**Exercise requirements**: Reproduce each line exactly. Skip none.

**Given data**:

§ §

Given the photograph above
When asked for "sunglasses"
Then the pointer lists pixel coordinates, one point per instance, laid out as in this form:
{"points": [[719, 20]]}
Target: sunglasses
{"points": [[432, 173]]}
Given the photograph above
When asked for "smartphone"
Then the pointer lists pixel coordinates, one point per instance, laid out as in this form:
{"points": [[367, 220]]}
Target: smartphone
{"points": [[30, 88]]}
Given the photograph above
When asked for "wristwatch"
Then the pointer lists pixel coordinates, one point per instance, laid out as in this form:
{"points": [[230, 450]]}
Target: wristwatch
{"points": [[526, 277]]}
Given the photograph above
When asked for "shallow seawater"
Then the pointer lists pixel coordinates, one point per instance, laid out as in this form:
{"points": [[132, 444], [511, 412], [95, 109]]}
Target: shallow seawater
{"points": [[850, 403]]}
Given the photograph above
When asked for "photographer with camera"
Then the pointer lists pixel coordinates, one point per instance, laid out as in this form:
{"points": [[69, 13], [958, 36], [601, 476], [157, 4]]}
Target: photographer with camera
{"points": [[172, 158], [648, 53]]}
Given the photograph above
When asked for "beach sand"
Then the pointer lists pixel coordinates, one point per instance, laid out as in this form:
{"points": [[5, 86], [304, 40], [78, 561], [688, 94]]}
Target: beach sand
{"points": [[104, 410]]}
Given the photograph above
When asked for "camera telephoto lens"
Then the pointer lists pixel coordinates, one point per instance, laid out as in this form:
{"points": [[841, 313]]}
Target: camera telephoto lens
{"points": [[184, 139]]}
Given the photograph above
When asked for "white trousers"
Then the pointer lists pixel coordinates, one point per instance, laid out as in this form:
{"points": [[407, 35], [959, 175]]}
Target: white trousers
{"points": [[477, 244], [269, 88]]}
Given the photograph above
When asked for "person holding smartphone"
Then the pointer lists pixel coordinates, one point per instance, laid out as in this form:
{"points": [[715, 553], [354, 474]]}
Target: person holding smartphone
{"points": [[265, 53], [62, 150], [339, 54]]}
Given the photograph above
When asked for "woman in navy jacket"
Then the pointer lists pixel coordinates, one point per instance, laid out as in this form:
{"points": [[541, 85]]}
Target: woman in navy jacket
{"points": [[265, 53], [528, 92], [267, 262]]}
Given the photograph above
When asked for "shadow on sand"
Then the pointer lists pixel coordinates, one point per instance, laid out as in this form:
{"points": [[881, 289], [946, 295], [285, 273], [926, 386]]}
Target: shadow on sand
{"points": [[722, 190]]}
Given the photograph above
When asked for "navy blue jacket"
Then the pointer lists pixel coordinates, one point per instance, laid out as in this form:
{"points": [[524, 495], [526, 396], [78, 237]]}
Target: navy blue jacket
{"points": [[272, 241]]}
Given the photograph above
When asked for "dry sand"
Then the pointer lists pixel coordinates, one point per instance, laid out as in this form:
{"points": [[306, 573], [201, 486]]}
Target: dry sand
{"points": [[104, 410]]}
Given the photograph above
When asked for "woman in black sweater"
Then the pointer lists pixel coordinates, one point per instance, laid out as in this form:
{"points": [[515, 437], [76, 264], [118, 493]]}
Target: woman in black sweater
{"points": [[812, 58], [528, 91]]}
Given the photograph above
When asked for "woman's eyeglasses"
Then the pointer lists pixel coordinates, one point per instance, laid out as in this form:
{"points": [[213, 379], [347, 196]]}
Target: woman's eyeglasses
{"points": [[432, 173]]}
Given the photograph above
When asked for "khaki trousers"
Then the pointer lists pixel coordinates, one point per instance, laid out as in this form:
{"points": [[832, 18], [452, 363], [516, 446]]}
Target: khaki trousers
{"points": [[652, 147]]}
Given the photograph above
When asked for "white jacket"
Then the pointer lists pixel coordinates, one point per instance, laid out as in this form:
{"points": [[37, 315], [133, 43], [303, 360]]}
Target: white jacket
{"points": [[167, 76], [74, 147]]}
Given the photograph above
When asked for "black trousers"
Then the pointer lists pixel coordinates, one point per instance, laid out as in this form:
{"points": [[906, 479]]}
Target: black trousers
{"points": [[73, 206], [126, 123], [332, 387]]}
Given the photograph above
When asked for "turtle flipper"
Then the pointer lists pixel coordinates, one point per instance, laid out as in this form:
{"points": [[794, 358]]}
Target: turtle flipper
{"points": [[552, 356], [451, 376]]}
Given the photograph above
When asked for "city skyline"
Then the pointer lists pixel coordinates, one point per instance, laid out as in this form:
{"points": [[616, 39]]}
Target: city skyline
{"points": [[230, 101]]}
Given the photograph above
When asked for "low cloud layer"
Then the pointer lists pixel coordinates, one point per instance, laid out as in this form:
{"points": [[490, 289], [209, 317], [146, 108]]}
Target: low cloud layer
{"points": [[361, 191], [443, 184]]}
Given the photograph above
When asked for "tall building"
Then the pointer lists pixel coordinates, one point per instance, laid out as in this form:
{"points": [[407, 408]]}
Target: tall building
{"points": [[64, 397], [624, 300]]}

§ §

**Answer to this problem**:
Given the photograph above
When asked for "sunglasses"
Then the pointer lists pixel coordinates, one point per instance, laid out as in this form:
{"points": [[719, 20]]}
Target: sunglasses
{"points": [[432, 173]]}
Given the photograph above
When asked for "smartphone"
Then the pointer lists pixel coordinates, one point per instance, laid out as in this form:
{"points": [[367, 220]]}
Target: smartphone
{"points": [[30, 88]]}
Given the photograph above
When asked for "wristwatch"
Then the pointer lists pixel coordinates, one point per instance, laid out as in this form:
{"points": [[230, 450]]}
Target: wristwatch
{"points": [[526, 277]]}
Given the photograph above
When asked for "shallow seawater"
Then the pointer lists pixel coordinates, one point per instance, laid out as in this form:
{"points": [[132, 444], [511, 412], [95, 109]]}
Target: shallow seawater
{"points": [[850, 403]]}
Given the photograph above
When asked for "photographer with camera"
Then the pointer lists pixel coordinates, one point per instance, laid out as in this form:
{"points": [[69, 13], [958, 36], [601, 476], [157, 4]]}
Target: photographer with camera
{"points": [[172, 158], [648, 53]]}
Given the photograph above
When asked for "beach sand"
Then the pointer lists pixel coordinates, one point per instance, laid out as in this form:
{"points": [[5, 86], [304, 40], [78, 561], [688, 94]]}
Target: beach sand
{"points": [[104, 410]]}
Given the photograph above
When asked for "camera telephoto lens"
Then the pointer lists pixel coordinates, one point per instance, laid out as in this form:
{"points": [[841, 313]]}
Target: camera telephoto lens
{"points": [[184, 139]]}
Given the photograph above
When asked for "white trousers"
Then the pointer lists pixel coordinates, one point per instance, laid out as in this form:
{"points": [[407, 35], [959, 175]]}
Target: white trousers
{"points": [[477, 244], [269, 88]]}
Given the photograph above
When asked for "person holding smartphone"
Then the pointer lists pixel coordinates, one point per instance, laid out as in this form:
{"points": [[715, 553], [354, 474]]}
Target: person holding smartphone
{"points": [[265, 53], [62, 150], [339, 54]]}
Given the photograph above
When asked for "woman in navy jacket"
Then the pointer lists pixel coordinates, one point per instance, laid out as in this form:
{"points": [[541, 85]]}
Target: woman in navy jacket
{"points": [[265, 53], [528, 92], [267, 262]]}
Given the photograph above
When asked for "shadow on sand"
Then the pointer lists pixel coordinates, one point per instance, laid out as in this form:
{"points": [[881, 289], [946, 295], [285, 273], [926, 386]]}
Target: shadow on sand
{"points": [[722, 190]]}
Given the photograph above
When asked for "navy blue jacket"
Then the pointer lists pixel coordinates, one point per instance, laid out as in this form:
{"points": [[524, 495], [526, 396], [78, 237]]}
Target: navy blue jacket
{"points": [[272, 241]]}
Given the photograph above
When asked for "dry sand"
Then the pointer lists pixel coordinates, one point per instance, laid out as in this form:
{"points": [[306, 573], [201, 486]]}
Target: dry sand
{"points": [[104, 410]]}
Given the photograph above
When asked for "woman in black sweater"
Then the pointer lists pixel coordinates, one point per instance, laid out as in this form:
{"points": [[515, 437], [76, 264], [118, 493]]}
Target: woman in black sweater
{"points": [[812, 58], [528, 91]]}
Given the photograph above
When asked for "woman's eyeglasses"
Then the pointer lists pixel coordinates, one point per instance, laid out as in this form:
{"points": [[213, 379], [347, 196]]}
Target: woman's eyeglasses
{"points": [[432, 173]]}
Given the photograph above
When asked for "khaki trousers"
Then the pointer lists pixel coordinates, one point per instance, laid out as in this form:
{"points": [[832, 18], [452, 363], [516, 446]]}
Target: khaki trousers
{"points": [[652, 147]]}
Given the photograph above
When asked for "white jacket"
Then the pointer lists pixel coordinates, one point per instance, laid out as in this form:
{"points": [[37, 315], [133, 43], [303, 360]]}
Target: white jacket
{"points": [[167, 76], [74, 147]]}
Given the photograph above
When asked for "black trousers"
Then the pointer lists pixel coordinates, one point per instance, laid out as in this form:
{"points": [[906, 479]]}
Target: black trousers
{"points": [[73, 206], [126, 123], [332, 387]]}
Given the photograph above
When asked for "turtle flipper"
Then the pointer lists pixel coordinates, one point per instance, laid out as in this form:
{"points": [[794, 358]]}
Target: turtle flipper
{"points": [[552, 356], [451, 376]]}
Given the photograph above
When asked for "city skyline"
Then the pointer lists pixel coordinates, one point per instance, laid out as in this form:
{"points": [[616, 39]]}
Target: city skyline
{"points": [[230, 101]]}
Given the photograph above
When asked for "low cloud layer"
Then the pointer lists pixel coordinates, one point per instance, laid out as in this form:
{"points": [[490, 289], [209, 317], [146, 108]]}
Target: low cloud layer
{"points": [[361, 191], [443, 184]]}
Given the photograph above
When asked for "tall building"
Then the pointer lists pixel coordinates, one point per instance, laid out as in this form:
{"points": [[407, 408]]}
Target: tall building
{"points": [[64, 397], [624, 300]]}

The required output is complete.